◆ TASK PROMPT
Reproduce the listing below word for word. Begin at the line that contains "Do you know where the fish tail is?", stop after the line that contains "[23,19,688,512]", and omit the pictures.

━━━━━━━━

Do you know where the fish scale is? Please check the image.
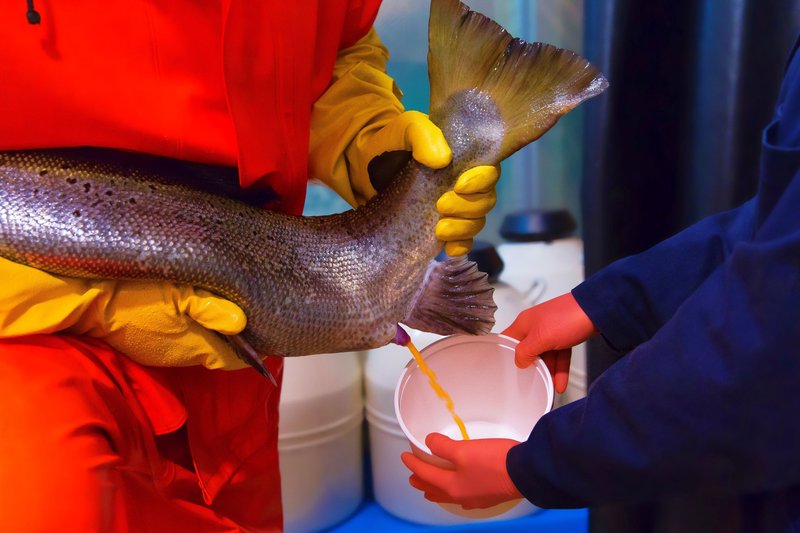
[0,0,607,362]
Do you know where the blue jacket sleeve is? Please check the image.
[507,167,800,507]
[572,200,755,352]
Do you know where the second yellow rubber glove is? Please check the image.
[309,30,499,255]
[0,258,247,370]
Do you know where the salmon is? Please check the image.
[0,0,608,374]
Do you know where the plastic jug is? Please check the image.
[497,209,586,407]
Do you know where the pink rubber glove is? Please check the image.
[401,433,522,509]
[503,293,597,394]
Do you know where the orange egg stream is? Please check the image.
[408,341,469,440]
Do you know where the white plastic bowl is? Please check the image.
[394,334,555,518]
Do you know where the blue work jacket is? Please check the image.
[507,35,800,531]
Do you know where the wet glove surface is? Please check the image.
[0,258,247,370]
[309,30,500,256]
[401,433,522,509]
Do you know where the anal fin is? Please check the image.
[403,257,497,335]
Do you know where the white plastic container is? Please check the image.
[364,274,539,525]
[394,335,555,520]
[495,237,586,407]
[278,353,364,533]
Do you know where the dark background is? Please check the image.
[581,0,800,533]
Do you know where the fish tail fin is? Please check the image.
[403,257,497,335]
[428,0,608,164]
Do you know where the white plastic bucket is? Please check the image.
[394,334,555,519]
[278,353,364,533]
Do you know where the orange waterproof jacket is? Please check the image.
[0,0,380,213]
[0,0,380,529]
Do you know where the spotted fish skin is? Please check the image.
[0,150,456,356]
[0,0,606,356]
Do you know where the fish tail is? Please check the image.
[403,257,497,335]
[428,0,608,164]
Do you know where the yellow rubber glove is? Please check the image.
[0,258,247,370]
[309,29,500,255]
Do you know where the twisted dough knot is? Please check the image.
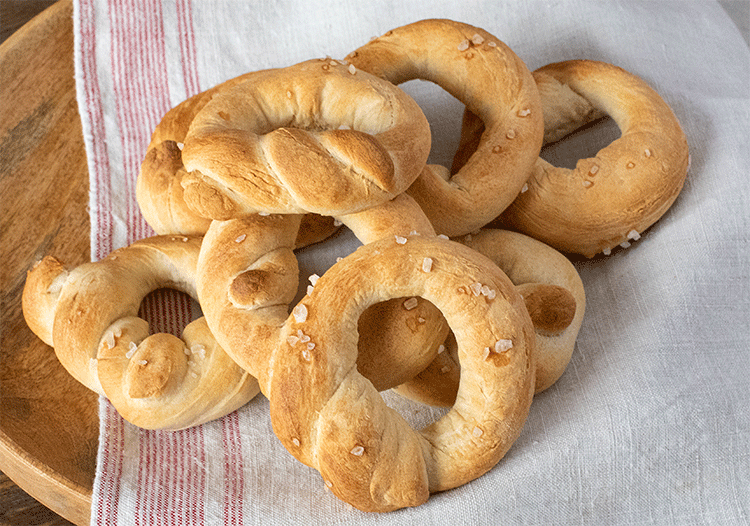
[472,60,689,257]
[228,235,535,511]
[136,72,338,247]
[346,19,543,236]
[395,229,586,406]
[23,236,259,429]
[177,59,430,220]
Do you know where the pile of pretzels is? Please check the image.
[23,19,688,512]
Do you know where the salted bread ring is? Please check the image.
[492,60,689,257]
[346,19,543,236]
[22,236,259,429]
[182,58,431,220]
[239,235,535,512]
[198,194,448,398]
[395,229,586,406]
[136,72,338,247]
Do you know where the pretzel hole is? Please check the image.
[357,297,448,391]
[399,80,464,169]
[138,288,203,338]
[539,116,622,170]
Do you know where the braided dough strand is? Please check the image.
[182,59,430,220]
[23,236,259,429]
[347,19,543,236]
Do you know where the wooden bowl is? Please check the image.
[0,0,99,525]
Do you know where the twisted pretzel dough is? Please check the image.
[347,20,543,236]
[206,233,535,511]
[395,229,586,406]
[136,72,338,247]
[22,236,259,429]
[182,59,430,220]
[465,60,689,257]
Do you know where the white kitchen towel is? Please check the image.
[74,0,750,525]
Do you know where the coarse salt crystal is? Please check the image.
[292,303,307,323]
[469,282,482,296]
[495,340,513,353]
[404,298,419,310]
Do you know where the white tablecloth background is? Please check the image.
[75,0,750,525]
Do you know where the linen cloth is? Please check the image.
[74,0,750,525]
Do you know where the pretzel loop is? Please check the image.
[347,19,543,236]
[268,236,535,511]
[23,236,259,429]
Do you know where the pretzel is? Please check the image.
[177,58,430,220]
[394,229,586,406]
[136,72,338,248]
[22,236,259,429]
[462,60,689,258]
[346,19,543,236]
[198,194,448,396]
[202,231,535,511]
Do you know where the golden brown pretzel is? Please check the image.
[463,60,689,257]
[395,229,586,406]
[198,194,448,396]
[136,72,338,247]
[203,233,535,511]
[346,20,543,236]
[23,236,259,429]
[182,59,430,220]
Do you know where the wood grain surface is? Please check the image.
[0,0,98,525]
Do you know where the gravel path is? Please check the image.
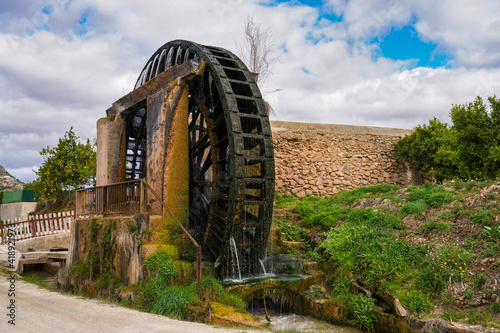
[0,274,264,333]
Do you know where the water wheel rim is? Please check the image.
[136,40,274,277]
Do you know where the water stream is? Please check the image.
[230,237,241,281]
[252,309,361,333]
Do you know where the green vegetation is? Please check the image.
[275,180,500,330]
[25,128,96,200]
[394,96,500,181]
[137,250,246,321]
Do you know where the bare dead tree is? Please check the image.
[237,15,279,114]
[238,16,279,85]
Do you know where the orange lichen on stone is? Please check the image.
[164,85,189,226]
[210,302,266,328]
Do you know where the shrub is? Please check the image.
[301,211,344,230]
[143,250,177,283]
[137,250,178,311]
[420,219,451,234]
[276,222,309,242]
[470,209,493,225]
[151,286,197,319]
[401,199,427,216]
[348,294,377,331]
[464,288,474,299]
[476,273,487,288]
[483,225,500,239]
[401,290,433,313]
[493,302,500,313]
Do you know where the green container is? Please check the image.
[2,190,38,204]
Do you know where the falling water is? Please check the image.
[259,259,267,275]
[231,237,241,281]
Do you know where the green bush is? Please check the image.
[464,288,474,299]
[476,273,488,288]
[415,255,448,293]
[401,199,427,217]
[347,294,377,331]
[470,209,494,225]
[401,290,434,313]
[143,250,178,283]
[483,225,500,239]
[137,250,178,311]
[420,219,451,234]
[276,222,309,242]
[301,211,344,230]
[151,286,197,319]
[293,201,316,219]
[493,302,500,313]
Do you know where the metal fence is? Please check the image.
[76,180,144,216]
[0,211,75,244]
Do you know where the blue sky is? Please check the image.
[0,0,500,181]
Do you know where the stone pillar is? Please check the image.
[96,114,125,186]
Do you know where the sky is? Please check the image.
[0,0,500,182]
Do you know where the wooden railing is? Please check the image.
[0,212,75,244]
[76,179,202,286]
[76,180,144,216]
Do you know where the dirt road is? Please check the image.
[0,274,268,333]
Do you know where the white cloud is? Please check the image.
[0,0,500,180]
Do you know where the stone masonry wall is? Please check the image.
[271,121,411,197]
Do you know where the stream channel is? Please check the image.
[252,309,361,333]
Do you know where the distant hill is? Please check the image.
[0,165,24,191]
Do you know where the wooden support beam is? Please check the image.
[106,60,205,117]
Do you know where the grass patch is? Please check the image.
[420,219,451,234]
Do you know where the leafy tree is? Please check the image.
[394,96,500,181]
[394,118,456,180]
[450,96,500,179]
[30,127,96,200]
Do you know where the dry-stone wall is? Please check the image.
[271,121,411,197]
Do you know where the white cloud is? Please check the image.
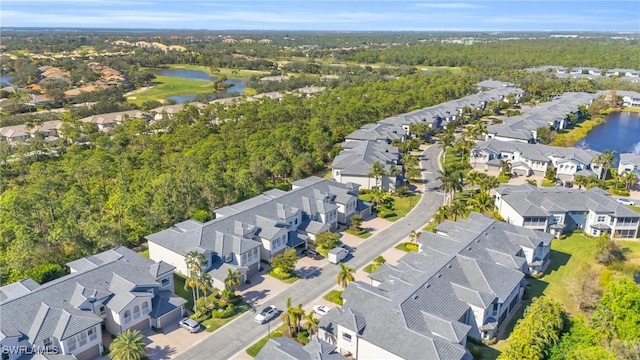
[416,2,481,9]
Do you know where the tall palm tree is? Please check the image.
[367,160,389,187]
[280,297,296,336]
[336,263,355,288]
[303,311,318,339]
[224,268,240,294]
[109,329,147,360]
[450,200,467,221]
[433,205,451,224]
[184,250,204,311]
[436,168,462,203]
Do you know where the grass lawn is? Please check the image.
[247,324,287,357]
[173,273,193,311]
[345,229,373,239]
[202,304,249,332]
[396,243,418,252]
[169,64,269,79]
[322,290,342,306]
[360,194,420,221]
[128,75,216,105]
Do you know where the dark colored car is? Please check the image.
[302,250,322,260]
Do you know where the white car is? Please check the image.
[253,305,278,324]
[179,318,200,333]
[313,305,331,316]
[616,199,636,205]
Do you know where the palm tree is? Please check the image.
[224,268,240,294]
[409,230,418,244]
[450,200,467,221]
[500,159,511,174]
[109,329,147,360]
[280,297,296,336]
[436,168,462,203]
[433,205,451,224]
[303,311,318,339]
[184,250,204,311]
[367,160,389,187]
[336,263,355,288]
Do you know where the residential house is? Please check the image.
[331,140,402,191]
[146,177,371,288]
[318,213,552,360]
[495,184,640,239]
[255,336,347,360]
[469,140,601,181]
[618,153,640,182]
[80,110,151,132]
[0,247,186,360]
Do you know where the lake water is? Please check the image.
[584,112,640,154]
[0,74,13,85]
[155,69,246,104]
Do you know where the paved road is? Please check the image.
[177,145,444,360]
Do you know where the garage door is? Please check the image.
[159,308,182,327]
[74,344,102,360]
[129,319,151,331]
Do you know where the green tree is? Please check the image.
[336,263,355,288]
[109,329,147,360]
[367,160,389,189]
[271,249,298,274]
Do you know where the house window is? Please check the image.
[87,327,98,341]
[67,336,78,351]
[142,301,149,314]
[79,331,87,346]
[342,332,351,342]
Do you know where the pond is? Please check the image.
[154,69,247,104]
[581,112,640,158]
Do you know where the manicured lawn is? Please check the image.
[202,304,249,332]
[345,229,373,239]
[169,64,269,79]
[396,243,418,252]
[173,273,193,311]
[322,290,342,306]
[360,194,420,221]
[128,75,216,105]
[247,324,287,357]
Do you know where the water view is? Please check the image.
[584,112,640,154]
[155,69,246,104]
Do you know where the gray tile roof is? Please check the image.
[256,336,347,360]
[0,247,175,344]
[146,177,358,258]
[496,184,640,217]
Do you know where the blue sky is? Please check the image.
[0,0,640,31]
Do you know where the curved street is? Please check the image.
[176,145,444,360]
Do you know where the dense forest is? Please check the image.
[0,73,477,280]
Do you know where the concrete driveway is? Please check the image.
[143,323,211,360]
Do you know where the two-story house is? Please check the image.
[495,184,640,239]
[318,213,553,359]
[146,177,371,288]
[0,247,186,360]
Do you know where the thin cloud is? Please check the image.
[416,2,481,9]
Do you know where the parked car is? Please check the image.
[313,305,331,316]
[616,199,636,205]
[253,305,278,324]
[179,318,200,334]
[302,249,322,260]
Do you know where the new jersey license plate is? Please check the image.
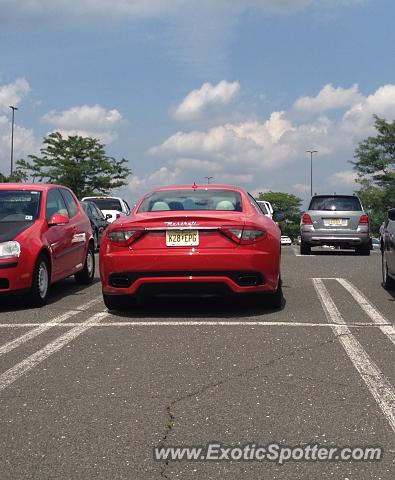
[166,230,199,247]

━━━━━━━━

◆ WRITTEN ANSWER
Do you know where the fish tail is? Please check the image.
[403,257,497,335]
[428,0,608,164]
Do you know where the yellow rubber glove is? Please check the image.
[0,258,247,370]
[309,29,500,255]
Do you know where the twisted dough knot is? Please check the image.
[472,60,689,257]
[228,235,535,511]
[136,72,338,247]
[346,19,543,236]
[395,229,586,406]
[23,236,259,429]
[177,59,430,220]
Do you know where the pile of pretzels is? Please check the image.
[23,19,688,512]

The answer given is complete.